## Prompt
Can you write out the data again, requests included, beginning at the line that has "# point at: the tiger shoulder" and stopping after the line that has "(1007, 659)"? Scale every point coordinate by 0.25, rounding to whole numbers with halves going up.

Object pointing dataset rows
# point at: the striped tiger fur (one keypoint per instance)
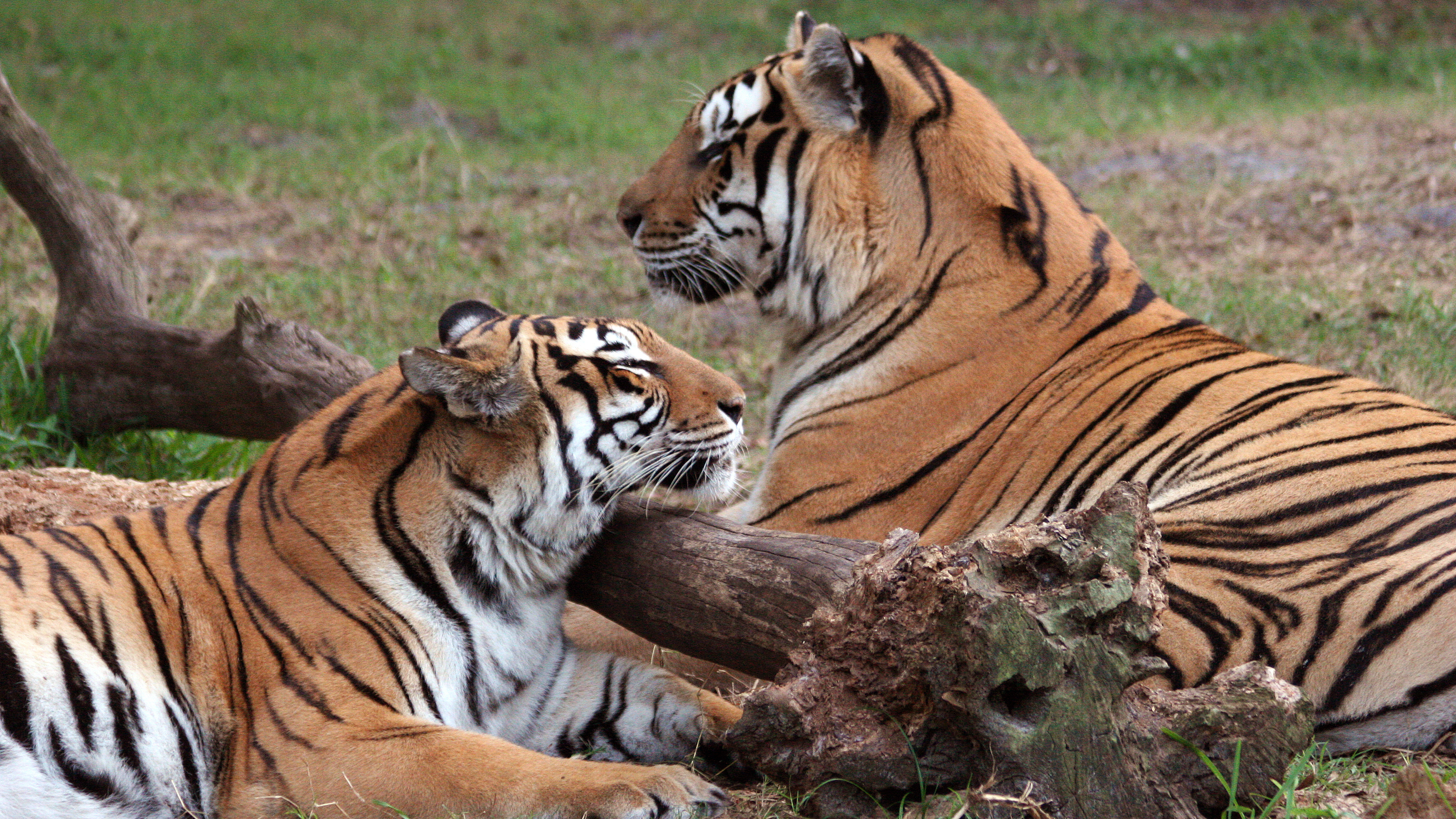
(969, 347)
(373, 610)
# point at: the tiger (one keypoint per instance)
(966, 346)
(367, 621)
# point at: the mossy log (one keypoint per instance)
(1008, 665)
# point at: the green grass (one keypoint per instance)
(34, 436)
(362, 165)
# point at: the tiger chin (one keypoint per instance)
(970, 347)
(373, 610)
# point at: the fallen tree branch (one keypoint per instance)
(118, 369)
(906, 667)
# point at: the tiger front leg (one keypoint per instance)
(619, 709)
(427, 770)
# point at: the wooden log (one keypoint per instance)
(909, 667)
(114, 366)
(708, 588)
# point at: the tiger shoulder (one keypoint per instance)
(373, 610)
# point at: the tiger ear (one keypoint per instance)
(464, 317)
(800, 31)
(828, 85)
(471, 390)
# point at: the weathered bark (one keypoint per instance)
(710, 588)
(116, 368)
(1007, 659)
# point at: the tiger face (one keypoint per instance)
(787, 178)
(625, 408)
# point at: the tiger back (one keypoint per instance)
(970, 347)
(372, 611)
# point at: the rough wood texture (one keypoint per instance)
(121, 369)
(708, 588)
(1010, 661)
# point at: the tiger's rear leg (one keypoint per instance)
(431, 770)
(590, 630)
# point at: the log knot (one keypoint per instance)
(999, 662)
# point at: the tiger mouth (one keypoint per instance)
(701, 278)
(711, 474)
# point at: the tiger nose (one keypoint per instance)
(630, 219)
(733, 408)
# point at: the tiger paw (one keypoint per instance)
(640, 792)
(717, 716)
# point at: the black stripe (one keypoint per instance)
(15, 697)
(340, 428)
(79, 693)
(873, 342)
(94, 785)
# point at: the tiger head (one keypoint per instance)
(573, 411)
(800, 178)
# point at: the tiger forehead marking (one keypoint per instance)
(384, 589)
(970, 347)
(730, 107)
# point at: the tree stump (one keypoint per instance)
(116, 366)
(1008, 662)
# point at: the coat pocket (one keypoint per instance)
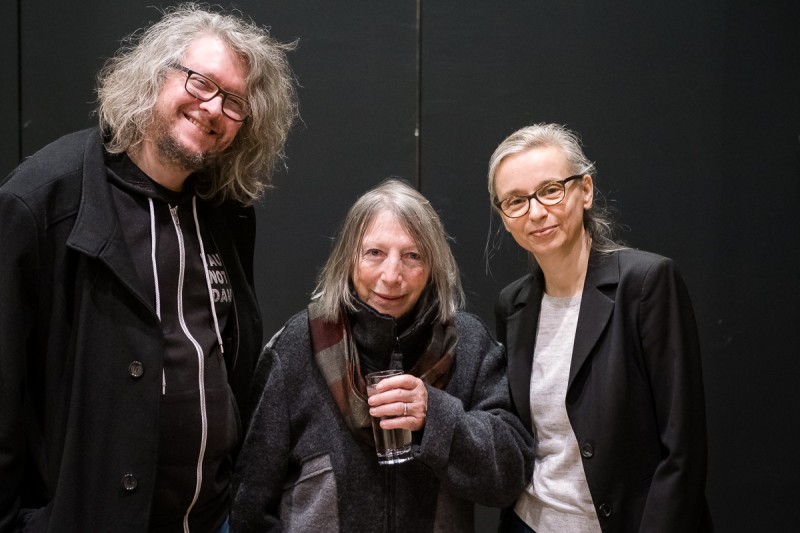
(310, 502)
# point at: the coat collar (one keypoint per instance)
(97, 232)
(597, 305)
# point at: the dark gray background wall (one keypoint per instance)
(690, 109)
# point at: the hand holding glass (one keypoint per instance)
(393, 446)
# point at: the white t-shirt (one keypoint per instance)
(558, 498)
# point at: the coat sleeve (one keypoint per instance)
(262, 463)
(474, 443)
(676, 501)
(18, 245)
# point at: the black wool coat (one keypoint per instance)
(81, 346)
(635, 390)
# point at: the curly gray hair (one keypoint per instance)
(129, 83)
(421, 221)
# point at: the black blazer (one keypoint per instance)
(635, 391)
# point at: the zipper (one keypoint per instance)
(200, 370)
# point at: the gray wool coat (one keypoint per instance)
(301, 468)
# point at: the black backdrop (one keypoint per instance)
(690, 109)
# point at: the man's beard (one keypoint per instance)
(171, 151)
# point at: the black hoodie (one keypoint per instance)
(198, 423)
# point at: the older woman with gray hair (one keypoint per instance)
(388, 297)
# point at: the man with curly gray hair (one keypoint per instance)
(129, 325)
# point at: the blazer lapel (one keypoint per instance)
(521, 326)
(596, 308)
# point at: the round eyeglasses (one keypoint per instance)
(551, 193)
(204, 89)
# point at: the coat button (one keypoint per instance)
(587, 450)
(129, 482)
(136, 369)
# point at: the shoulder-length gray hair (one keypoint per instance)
(597, 219)
(421, 222)
(129, 84)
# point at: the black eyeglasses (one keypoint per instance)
(550, 193)
(233, 106)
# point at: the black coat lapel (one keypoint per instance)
(521, 327)
(596, 308)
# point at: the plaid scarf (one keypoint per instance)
(337, 358)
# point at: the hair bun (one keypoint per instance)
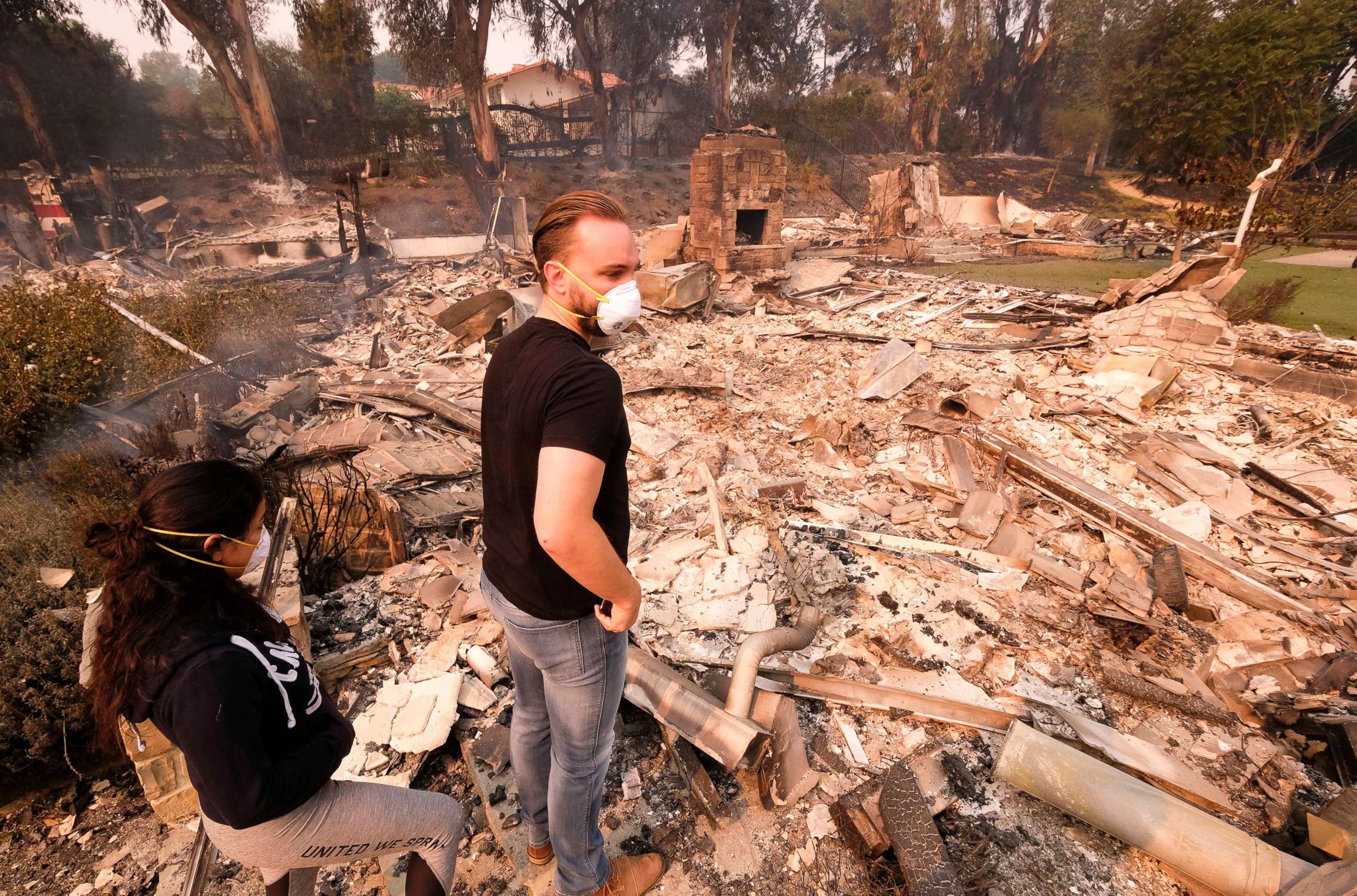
(118, 540)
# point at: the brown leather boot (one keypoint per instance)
(633, 875)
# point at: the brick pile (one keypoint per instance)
(1182, 326)
(733, 173)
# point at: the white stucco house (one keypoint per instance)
(640, 110)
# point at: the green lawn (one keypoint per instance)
(1328, 295)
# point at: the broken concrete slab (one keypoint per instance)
(424, 721)
(677, 287)
(393, 462)
(893, 369)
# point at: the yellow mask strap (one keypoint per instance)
(583, 317)
(602, 298)
(200, 535)
(194, 558)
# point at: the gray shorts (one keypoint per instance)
(348, 821)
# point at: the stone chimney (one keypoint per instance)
(735, 197)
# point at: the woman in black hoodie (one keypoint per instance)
(182, 644)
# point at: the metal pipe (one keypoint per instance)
(1253, 197)
(760, 645)
(1178, 834)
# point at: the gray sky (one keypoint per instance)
(509, 44)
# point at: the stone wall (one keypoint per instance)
(733, 173)
(1181, 326)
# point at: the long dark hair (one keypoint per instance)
(151, 598)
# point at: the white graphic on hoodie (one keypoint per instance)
(290, 656)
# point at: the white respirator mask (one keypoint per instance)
(261, 552)
(618, 309)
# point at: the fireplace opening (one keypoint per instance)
(750, 226)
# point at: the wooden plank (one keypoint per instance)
(919, 849)
(1336, 675)
(857, 824)
(333, 667)
(1096, 504)
(703, 793)
(410, 396)
(475, 317)
(1170, 580)
(1142, 690)
(959, 463)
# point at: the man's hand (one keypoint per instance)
(618, 618)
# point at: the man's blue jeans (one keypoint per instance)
(568, 680)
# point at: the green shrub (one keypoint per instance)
(58, 349)
(1261, 303)
(809, 175)
(44, 713)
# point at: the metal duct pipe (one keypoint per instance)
(760, 645)
(1178, 834)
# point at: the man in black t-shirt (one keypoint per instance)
(554, 450)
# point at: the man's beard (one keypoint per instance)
(579, 303)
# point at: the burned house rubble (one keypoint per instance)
(966, 586)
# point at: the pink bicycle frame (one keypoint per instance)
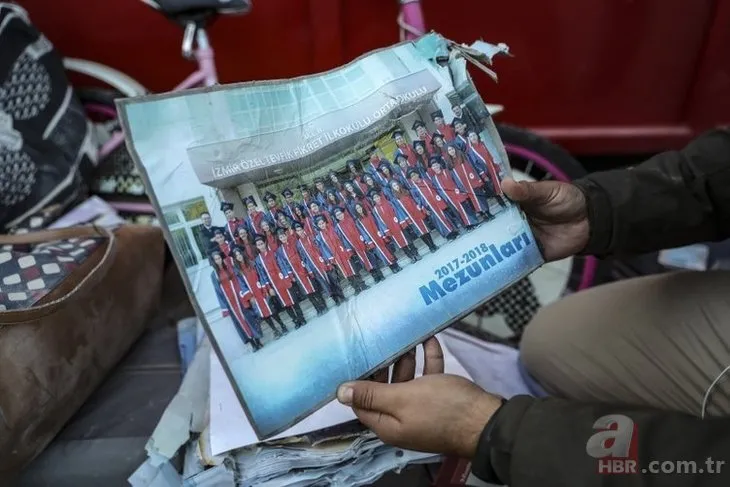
(205, 75)
(410, 20)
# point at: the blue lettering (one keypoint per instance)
(496, 253)
(449, 284)
(474, 269)
(463, 278)
(507, 250)
(432, 292)
(487, 261)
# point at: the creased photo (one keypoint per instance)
(327, 224)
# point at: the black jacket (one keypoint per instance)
(673, 199)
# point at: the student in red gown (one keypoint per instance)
(356, 174)
(460, 128)
(254, 216)
(268, 232)
(258, 298)
(452, 193)
(373, 232)
(222, 244)
(321, 270)
(279, 285)
(394, 224)
(419, 147)
(438, 145)
(441, 127)
(469, 179)
(231, 292)
(333, 251)
(422, 133)
(293, 267)
(354, 195)
(482, 159)
(285, 223)
(316, 209)
(306, 198)
(231, 221)
(244, 240)
(430, 200)
(404, 148)
(412, 213)
(289, 202)
(272, 207)
(336, 184)
(301, 215)
(351, 238)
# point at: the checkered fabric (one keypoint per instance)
(516, 304)
(27, 275)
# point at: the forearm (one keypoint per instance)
(545, 442)
(673, 199)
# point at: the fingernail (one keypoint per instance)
(344, 394)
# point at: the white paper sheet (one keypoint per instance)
(230, 429)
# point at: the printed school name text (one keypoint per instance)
(470, 265)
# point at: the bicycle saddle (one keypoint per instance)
(184, 8)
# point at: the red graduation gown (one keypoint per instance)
(387, 215)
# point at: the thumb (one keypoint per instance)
(527, 191)
(368, 395)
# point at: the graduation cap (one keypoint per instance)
(437, 114)
(435, 160)
(418, 142)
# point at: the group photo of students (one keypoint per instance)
(311, 246)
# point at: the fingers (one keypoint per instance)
(433, 357)
(381, 423)
(368, 395)
(529, 192)
(381, 375)
(405, 368)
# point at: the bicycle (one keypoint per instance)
(531, 156)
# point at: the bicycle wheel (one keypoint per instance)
(504, 317)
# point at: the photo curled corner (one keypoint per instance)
(325, 225)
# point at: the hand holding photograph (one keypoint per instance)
(327, 224)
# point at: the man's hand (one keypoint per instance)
(437, 413)
(557, 213)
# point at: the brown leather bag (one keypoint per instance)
(54, 353)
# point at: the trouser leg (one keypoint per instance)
(660, 341)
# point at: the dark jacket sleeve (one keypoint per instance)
(543, 442)
(673, 199)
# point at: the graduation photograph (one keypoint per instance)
(325, 225)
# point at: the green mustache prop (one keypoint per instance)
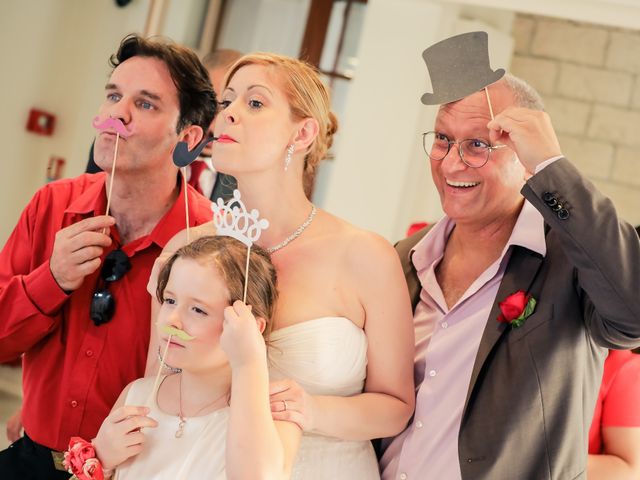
(173, 331)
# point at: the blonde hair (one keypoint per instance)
(229, 256)
(308, 97)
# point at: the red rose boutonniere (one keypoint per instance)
(516, 308)
(80, 460)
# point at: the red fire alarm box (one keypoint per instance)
(40, 122)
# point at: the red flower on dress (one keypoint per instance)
(516, 308)
(80, 460)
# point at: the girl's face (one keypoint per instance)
(255, 125)
(194, 301)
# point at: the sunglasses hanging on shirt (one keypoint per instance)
(103, 304)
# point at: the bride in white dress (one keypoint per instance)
(341, 352)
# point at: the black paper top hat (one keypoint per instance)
(458, 66)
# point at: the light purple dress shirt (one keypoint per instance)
(447, 342)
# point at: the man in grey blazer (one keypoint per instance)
(517, 292)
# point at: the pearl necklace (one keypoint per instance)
(182, 420)
(296, 233)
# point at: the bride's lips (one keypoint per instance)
(226, 139)
(172, 343)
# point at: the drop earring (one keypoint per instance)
(287, 159)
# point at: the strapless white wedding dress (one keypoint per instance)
(326, 356)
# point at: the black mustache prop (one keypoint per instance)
(183, 157)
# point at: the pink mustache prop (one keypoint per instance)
(114, 124)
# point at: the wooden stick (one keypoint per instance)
(186, 201)
(246, 275)
(113, 173)
(486, 91)
(152, 394)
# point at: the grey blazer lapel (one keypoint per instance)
(519, 275)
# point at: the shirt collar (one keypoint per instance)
(93, 199)
(528, 232)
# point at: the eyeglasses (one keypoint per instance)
(473, 152)
(103, 305)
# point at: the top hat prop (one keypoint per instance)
(459, 66)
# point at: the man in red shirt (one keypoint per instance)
(73, 297)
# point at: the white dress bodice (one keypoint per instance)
(326, 356)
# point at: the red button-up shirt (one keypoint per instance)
(74, 371)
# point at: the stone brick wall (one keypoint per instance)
(589, 78)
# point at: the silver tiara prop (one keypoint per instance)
(233, 220)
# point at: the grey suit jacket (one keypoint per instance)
(533, 389)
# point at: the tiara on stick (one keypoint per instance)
(233, 220)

## The answer
# point at: the tiger shoulder (one keypoint per instance)
(93, 153)
# point at: the tiger ear (one keypoint per instance)
(116, 79)
(200, 8)
(207, 21)
(118, 98)
# point at: the weathered bark (one keypoint per instance)
(178, 147)
(29, 92)
(252, 165)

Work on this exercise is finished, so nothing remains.